• **What is expected**
Recast the part of the rows that opens with the line containing "Kindly provide the mask of every instance of the man's" and closes at the end of the rows as a JSON list of strings, one string per line, with blank lines dropped. Leave the pictures out of the answer.

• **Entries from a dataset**
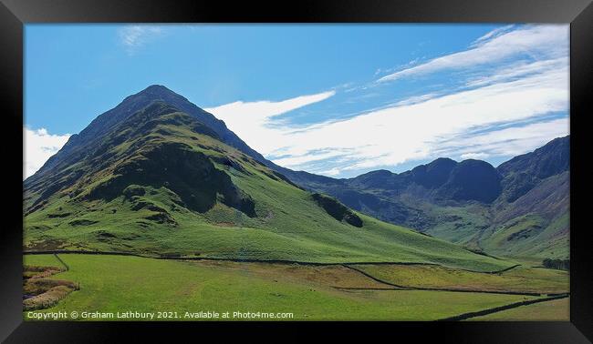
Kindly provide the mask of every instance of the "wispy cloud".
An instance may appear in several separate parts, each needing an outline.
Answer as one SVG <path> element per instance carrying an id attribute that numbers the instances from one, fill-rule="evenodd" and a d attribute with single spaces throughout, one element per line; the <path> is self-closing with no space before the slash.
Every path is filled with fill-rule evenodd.
<path id="1" fill-rule="evenodd" d="M 135 54 L 138 48 L 163 34 L 162 27 L 148 25 L 127 25 L 118 31 L 120 43 L 130 55 Z"/>
<path id="2" fill-rule="evenodd" d="M 47 159 L 56 154 L 70 137 L 70 134 L 52 135 L 45 128 L 30 129 L 23 126 L 25 157 L 23 179 L 33 176 Z"/>
<path id="3" fill-rule="evenodd" d="M 461 158 L 515 157 L 545 145 L 550 139 L 570 133 L 567 117 L 517 126 L 482 135 L 449 140 L 437 150 L 440 154 Z"/>
<path id="4" fill-rule="evenodd" d="M 525 65 L 524 69 L 529 73 L 484 78 L 475 82 L 472 89 L 414 96 L 390 107 L 307 127 L 273 121 L 273 114 L 281 111 L 265 111 L 277 106 L 270 102 L 252 103 L 249 111 L 244 111 L 249 109 L 249 103 L 232 103 L 211 112 L 222 116 L 248 145 L 277 164 L 333 176 L 439 155 L 477 158 L 520 154 L 535 144 L 565 136 L 568 130 L 557 121 L 546 125 L 551 131 L 541 130 L 537 125 L 514 128 L 527 119 L 544 119 L 568 109 L 567 63 Z M 317 95 L 315 99 L 327 96 Z M 299 98 L 311 99 L 295 99 Z M 217 110 L 224 108 L 233 111 L 224 115 Z M 229 116 L 231 113 L 234 116 Z M 493 131 L 505 124 L 511 128 Z M 541 130 L 542 134 L 533 137 L 533 130 Z M 481 137 L 484 131 L 493 132 Z M 515 141 L 505 139 L 507 136 Z M 455 137 L 453 143 L 452 137 Z M 496 145 L 491 142 L 495 139 L 499 140 Z M 454 149 L 460 145 L 467 149 Z"/>
<path id="5" fill-rule="evenodd" d="M 537 57 L 561 56 L 568 46 L 567 25 L 525 25 L 510 30 L 504 27 L 476 40 L 470 48 L 446 55 L 426 63 L 387 75 L 378 82 L 426 75 L 447 69 L 461 69 L 501 62 L 505 59 L 529 55 Z"/>
<path id="6" fill-rule="evenodd" d="M 286 127 L 278 127 L 275 116 L 314 103 L 326 100 L 336 94 L 330 90 L 315 95 L 301 96 L 283 101 L 234 102 L 204 110 L 224 120 L 231 130 L 248 141 L 252 148 L 270 154 L 283 145 Z"/>

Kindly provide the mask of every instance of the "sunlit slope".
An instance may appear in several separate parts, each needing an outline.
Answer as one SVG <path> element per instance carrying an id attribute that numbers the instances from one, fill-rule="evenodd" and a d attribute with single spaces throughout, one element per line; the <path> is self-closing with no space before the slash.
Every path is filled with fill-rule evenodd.
<path id="1" fill-rule="evenodd" d="M 26 190 L 25 247 L 483 271 L 513 265 L 324 199 L 156 102 Z"/>

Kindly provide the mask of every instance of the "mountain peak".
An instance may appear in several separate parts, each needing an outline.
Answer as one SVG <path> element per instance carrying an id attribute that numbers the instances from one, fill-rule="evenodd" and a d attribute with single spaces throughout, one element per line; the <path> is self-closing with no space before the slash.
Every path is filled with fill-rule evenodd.
<path id="1" fill-rule="evenodd" d="M 182 100 L 187 101 L 187 98 L 181 96 L 180 94 L 172 91 L 162 85 L 151 85 L 143 90 L 138 92 L 135 95 L 132 95 L 126 98 L 126 100 L 134 99 L 134 98 L 144 98 L 146 100 L 163 100 L 163 101 L 173 101 L 173 100 Z"/>

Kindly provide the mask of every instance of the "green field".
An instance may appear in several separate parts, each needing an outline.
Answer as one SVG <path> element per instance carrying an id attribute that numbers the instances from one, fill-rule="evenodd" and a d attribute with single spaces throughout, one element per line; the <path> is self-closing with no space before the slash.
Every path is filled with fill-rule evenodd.
<path id="1" fill-rule="evenodd" d="M 570 298 L 560 298 L 545 301 L 516 309 L 503 310 L 470 320 L 476 321 L 569 321 Z"/>
<path id="2" fill-rule="evenodd" d="M 292 319 L 433 320 L 536 297 L 384 288 L 342 266 L 180 261 L 63 254 L 68 271 L 51 278 L 80 289 L 38 312 L 290 312 Z M 26 265 L 57 266 L 52 255 L 26 255 Z M 344 289 L 358 288 L 359 289 Z M 26 319 L 29 316 L 25 313 Z M 116 319 L 117 320 L 117 319 Z"/>
<path id="3" fill-rule="evenodd" d="M 525 293 L 567 293 L 568 273 L 517 267 L 498 274 L 464 271 L 427 265 L 355 265 L 380 280 L 420 288 L 484 290 Z"/>

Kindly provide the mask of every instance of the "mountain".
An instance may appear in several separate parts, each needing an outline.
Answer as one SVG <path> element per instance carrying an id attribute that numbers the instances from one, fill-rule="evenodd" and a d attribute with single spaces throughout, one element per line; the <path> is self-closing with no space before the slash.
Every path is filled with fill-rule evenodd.
<path id="1" fill-rule="evenodd" d="M 381 220 L 499 255 L 567 258 L 570 137 L 494 168 L 438 158 L 410 171 L 336 179 L 300 173 L 305 188 Z M 287 174 L 291 177 L 290 174 Z"/>
<path id="2" fill-rule="evenodd" d="M 25 248 L 511 265 L 305 190 L 258 157 L 224 122 L 150 86 L 98 116 L 24 182 Z M 466 197 L 452 180 L 452 192 Z"/>

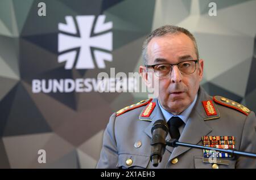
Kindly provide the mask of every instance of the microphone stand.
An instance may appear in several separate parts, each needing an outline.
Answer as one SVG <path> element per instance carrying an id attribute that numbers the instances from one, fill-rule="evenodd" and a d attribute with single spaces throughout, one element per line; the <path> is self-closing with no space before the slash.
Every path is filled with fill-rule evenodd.
<path id="1" fill-rule="evenodd" d="M 233 156 L 234 157 L 235 156 L 234 155 L 238 155 L 239 156 L 245 156 L 245 157 L 256 158 L 256 153 L 253 153 L 247 152 L 238 151 L 234 149 L 219 149 L 219 148 L 212 148 L 210 147 L 205 147 L 205 146 L 203 146 L 203 145 L 200 145 L 189 144 L 189 143 L 181 143 L 181 142 L 179 142 L 177 139 L 172 139 L 168 141 L 167 141 L 166 145 L 172 147 L 174 148 L 180 145 L 180 146 L 184 146 L 184 147 L 189 147 L 189 148 L 194 148 L 201 149 L 215 150 L 217 151 L 222 152 L 229 153 L 229 154 L 231 155 L 233 157 Z"/>

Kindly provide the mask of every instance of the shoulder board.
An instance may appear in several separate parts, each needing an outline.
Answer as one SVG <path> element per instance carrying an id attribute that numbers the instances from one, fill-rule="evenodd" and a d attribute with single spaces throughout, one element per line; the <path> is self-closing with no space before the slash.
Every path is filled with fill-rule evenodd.
<path id="1" fill-rule="evenodd" d="M 115 116 L 118 116 L 118 115 L 121 115 L 122 114 L 123 114 L 125 112 L 127 112 L 129 110 L 131 110 L 132 109 L 144 106 L 144 105 L 148 104 L 149 102 L 150 102 L 151 101 L 152 101 L 152 98 L 150 98 L 150 99 L 147 99 L 146 100 L 141 101 L 137 104 L 134 104 L 130 106 L 126 106 L 123 109 L 120 109 L 117 112 L 116 112 Z"/>
<path id="2" fill-rule="evenodd" d="M 213 101 L 224 106 L 237 110 L 238 111 L 245 114 L 246 115 L 248 115 L 248 114 L 251 112 L 248 108 L 243 106 L 241 104 L 229 100 L 228 98 L 220 96 L 213 96 Z"/>

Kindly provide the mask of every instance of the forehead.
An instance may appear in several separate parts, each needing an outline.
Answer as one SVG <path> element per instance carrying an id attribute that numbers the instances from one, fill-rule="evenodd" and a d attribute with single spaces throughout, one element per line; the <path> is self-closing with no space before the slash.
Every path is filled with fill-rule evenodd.
<path id="1" fill-rule="evenodd" d="M 154 37 L 148 43 L 147 54 L 148 63 L 153 63 L 158 58 L 166 59 L 170 63 L 180 61 L 180 58 L 183 57 L 196 58 L 193 41 L 183 33 Z"/>

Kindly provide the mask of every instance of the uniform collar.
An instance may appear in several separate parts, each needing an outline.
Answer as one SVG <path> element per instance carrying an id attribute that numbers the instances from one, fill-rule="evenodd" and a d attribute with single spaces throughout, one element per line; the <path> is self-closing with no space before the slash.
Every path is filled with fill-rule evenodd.
<path id="1" fill-rule="evenodd" d="M 211 100 L 212 97 L 200 87 L 197 98 L 187 119 L 186 125 L 180 135 L 179 141 L 181 142 L 197 144 L 201 140 L 203 136 L 207 136 L 212 131 L 211 127 L 205 121 L 208 117 L 201 102 L 202 101 Z M 157 99 L 153 99 L 151 102 L 155 103 L 156 105 L 150 115 L 148 117 L 143 118 L 142 117 L 142 113 L 141 113 L 139 117 L 139 120 L 150 122 L 148 126 L 144 129 L 144 132 L 150 138 L 152 138 L 151 131 L 154 122 L 159 119 L 164 119 L 164 116 L 159 105 L 157 102 Z M 218 115 L 219 115 L 218 113 Z M 166 140 L 170 138 L 170 136 L 168 134 Z M 166 149 L 172 152 L 170 157 L 170 160 L 171 160 L 190 149 L 190 148 L 179 146 L 174 149 L 173 148 L 167 146 Z"/>
<path id="2" fill-rule="evenodd" d="M 187 123 L 188 117 L 189 116 L 190 113 L 191 113 L 191 111 L 193 109 L 193 108 L 195 106 L 195 104 L 196 104 L 197 100 L 197 94 L 196 94 L 196 97 L 194 98 L 194 100 L 190 104 L 188 108 L 185 109 L 179 115 L 176 115 L 179 117 L 180 119 L 181 119 L 182 121 L 183 121 L 183 122 L 185 123 L 185 124 Z M 169 121 L 170 119 L 171 119 L 173 116 L 174 116 L 174 115 L 172 114 L 172 113 L 168 112 L 166 110 L 163 109 L 163 107 L 160 104 L 159 101 L 157 100 L 157 101 L 158 105 L 160 108 L 160 109 L 161 110 L 161 112 L 163 113 L 163 115 L 164 117 L 165 120 L 166 121 L 166 122 L 168 122 L 168 121 Z"/>

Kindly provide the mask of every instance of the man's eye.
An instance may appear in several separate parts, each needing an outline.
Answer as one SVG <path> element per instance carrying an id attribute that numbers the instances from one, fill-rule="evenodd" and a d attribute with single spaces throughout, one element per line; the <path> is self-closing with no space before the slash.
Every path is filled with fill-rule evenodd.
<path id="1" fill-rule="evenodd" d="M 163 71 L 168 69 L 167 66 L 159 66 L 157 67 L 157 70 L 159 71 Z"/>
<path id="2" fill-rule="evenodd" d="M 181 67 L 188 67 L 190 66 L 189 63 L 184 63 L 182 65 Z"/>

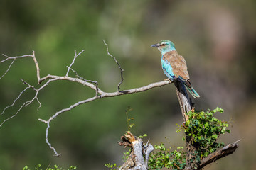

• **Reply to the exercise**
[
  "Kindly provide the mask of every instance of the man's eye.",
  "An instance may appear in several separate parts, each needing an outline.",
  "Answer as one SVG <path> element per instance carrying an id attribute that numbers the instances from one, fill-rule=\"evenodd\" and a d attribute with single spaces throughout, one element per line; the <path> is self-closing with no space before the slash.",
  "Every path is filled with fill-rule evenodd.",
  "<path id=\"1\" fill-rule=\"evenodd\" d=\"M 163 71 L 168 69 L 167 66 L 159 66 L 157 67 L 157 70 L 159 71 Z\"/>",
  "<path id=\"2\" fill-rule=\"evenodd\" d=\"M 181 67 L 188 67 L 190 66 L 189 63 L 184 63 L 182 65 Z\"/>"
]